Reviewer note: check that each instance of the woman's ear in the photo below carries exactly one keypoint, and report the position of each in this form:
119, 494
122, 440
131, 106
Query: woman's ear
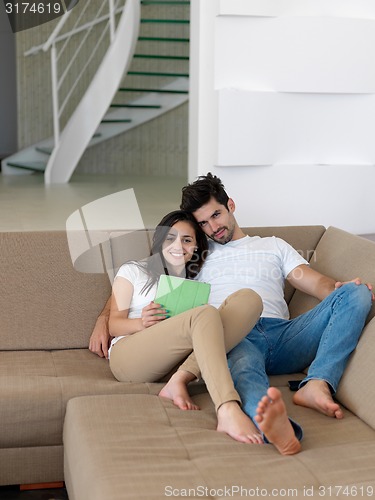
231, 205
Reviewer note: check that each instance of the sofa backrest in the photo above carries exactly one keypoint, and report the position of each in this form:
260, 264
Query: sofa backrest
45, 303
344, 256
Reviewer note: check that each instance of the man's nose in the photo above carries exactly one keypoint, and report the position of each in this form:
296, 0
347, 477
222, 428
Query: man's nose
177, 244
214, 226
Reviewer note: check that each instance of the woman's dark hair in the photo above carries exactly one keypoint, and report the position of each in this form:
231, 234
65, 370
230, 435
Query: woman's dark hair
155, 265
201, 191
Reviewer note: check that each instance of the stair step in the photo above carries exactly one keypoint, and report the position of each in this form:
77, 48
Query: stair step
36, 166
164, 2
158, 73
162, 39
137, 106
162, 91
157, 56
116, 120
45, 150
165, 21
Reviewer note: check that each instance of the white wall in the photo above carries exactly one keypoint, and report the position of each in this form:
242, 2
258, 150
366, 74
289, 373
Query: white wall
282, 108
8, 96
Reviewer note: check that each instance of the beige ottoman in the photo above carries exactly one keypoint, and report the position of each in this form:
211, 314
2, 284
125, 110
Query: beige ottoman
141, 446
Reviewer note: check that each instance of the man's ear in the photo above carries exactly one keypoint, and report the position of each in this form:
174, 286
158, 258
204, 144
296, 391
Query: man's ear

========

◆ What is expected
Print the complete listing exactly, apart from any pictures.

◆ Written solution
Reviewer note: check that each instance of the woman's ear in the photo below carries exactly one keypoint, and report the position of each in this form:
119, 494
122, 440
131, 106
Query: woman's ear
231, 205
Reviewer note: check that each instance of the sofa backrest in the photo above carries exactly one keypoint, and report the position of each in this form:
260, 264
Query: sofa backrest
45, 303
344, 256
Reviewer note: check that each instance of the man's nose in the photo above carries exactly one keypoint, and report the position of each in this form:
296, 0
347, 477
222, 428
Query: man's nose
177, 244
214, 226
Reviewer note: check that each instance of the woman's dark hair in the photo above carries exactly one keypoint, and report the position of each in this form:
231, 234
65, 370
230, 435
Query: woman's dark hair
155, 265
201, 191
Reviewer note: check that each instance of the stair step in the photo above carries exactly one keypoint, and report the position of each in this form:
77, 48
Query: stair step
36, 166
164, 2
158, 73
162, 39
137, 106
162, 91
157, 56
116, 120
45, 150
165, 21
Reviewer note: check that each instance of the white wall in the photo above carries exactly one keypoint, and report the position of each in this form:
242, 2
258, 150
366, 74
289, 373
Query: white wall
282, 108
8, 96
Reviewer note: check that each instance of the beige ottoman in the photo above carries exactly one keypoint, and report the position of each in this form:
211, 314
2, 284
125, 110
Query: beige ottoman
141, 446
Reviewer note: check that each instance of the man's ear in the photo above carries exactly one keypoint, and report the position of each in this form:
174, 286
158, 258
204, 144
296, 391
Query: man's ear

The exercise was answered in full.